#### Exercise materials ####
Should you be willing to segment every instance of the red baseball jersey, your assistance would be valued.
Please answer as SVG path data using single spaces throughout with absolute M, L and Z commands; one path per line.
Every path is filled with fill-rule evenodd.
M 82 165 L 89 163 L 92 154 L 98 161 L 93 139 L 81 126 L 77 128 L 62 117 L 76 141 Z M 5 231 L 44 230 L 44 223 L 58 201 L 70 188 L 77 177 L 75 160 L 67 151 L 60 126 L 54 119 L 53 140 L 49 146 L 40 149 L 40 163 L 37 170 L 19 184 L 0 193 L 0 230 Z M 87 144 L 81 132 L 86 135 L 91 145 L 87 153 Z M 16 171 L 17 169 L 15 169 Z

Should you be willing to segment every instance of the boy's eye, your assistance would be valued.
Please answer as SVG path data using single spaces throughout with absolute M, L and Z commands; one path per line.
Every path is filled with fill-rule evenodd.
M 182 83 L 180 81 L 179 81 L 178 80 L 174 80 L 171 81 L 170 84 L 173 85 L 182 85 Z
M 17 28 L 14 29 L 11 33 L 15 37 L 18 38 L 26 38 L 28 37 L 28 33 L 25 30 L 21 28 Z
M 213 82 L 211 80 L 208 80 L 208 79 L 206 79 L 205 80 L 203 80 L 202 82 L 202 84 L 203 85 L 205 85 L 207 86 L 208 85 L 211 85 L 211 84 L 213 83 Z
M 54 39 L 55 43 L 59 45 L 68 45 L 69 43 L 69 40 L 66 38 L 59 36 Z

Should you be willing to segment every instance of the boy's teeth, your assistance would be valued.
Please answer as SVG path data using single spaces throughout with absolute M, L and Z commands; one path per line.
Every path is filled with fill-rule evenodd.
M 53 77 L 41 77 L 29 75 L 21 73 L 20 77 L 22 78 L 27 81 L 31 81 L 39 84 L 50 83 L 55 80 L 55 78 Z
####
What the task requires: Transcribe each entry precisely, missing none.

Solution to this task:
Should you be willing to segment every instance of the red baseball jersey, your assistance would be valued.
Please answer as SVG path data using single spaces throughout with absolute M, L and Z commands; one path per line.
Every path is filled with fill-rule evenodd.
M 82 165 L 89 163 L 92 154 L 98 161 L 93 139 L 81 126 L 77 128 L 62 117 L 76 141 Z M 5 231 L 44 230 L 44 223 L 58 201 L 70 188 L 77 177 L 75 160 L 67 151 L 60 126 L 54 119 L 53 140 L 49 146 L 40 149 L 40 163 L 37 170 L 19 184 L 0 193 L 0 230 Z M 87 144 L 81 132 L 86 135 L 91 145 L 87 153 Z M 16 171 L 17 169 L 15 169 Z

Should you be willing to segment every instance of the boy's eye, your assistance would be valued.
Please answer as SVG path data using single spaces throughout with absolute M, L and Z commands; one path per line.
Every path is filled with fill-rule evenodd.
M 182 83 L 180 81 L 179 81 L 178 80 L 174 80 L 171 81 L 170 84 L 173 85 L 182 85 Z
M 17 28 L 14 29 L 11 33 L 15 37 L 18 38 L 26 38 L 28 37 L 28 33 L 25 30 L 21 28 Z
M 213 82 L 211 80 L 208 80 L 208 79 L 206 79 L 205 80 L 203 80 L 202 82 L 202 84 L 203 85 L 205 85 L 207 86 L 208 85 L 211 85 L 211 84 L 213 83 Z
M 54 39 L 55 43 L 59 45 L 68 45 L 69 43 L 69 40 L 66 38 L 59 36 Z

Should you be willing to segment every instance of the boy's teeth, your assistance would be valued.
Please answer as SVG path data using single spaces throughout with absolute M, L and Z commands; one path per line.
Every path is filled with fill-rule evenodd.
M 53 77 L 41 77 L 29 75 L 21 73 L 20 77 L 22 78 L 27 81 L 31 81 L 39 84 L 50 83 L 55 80 L 55 78 Z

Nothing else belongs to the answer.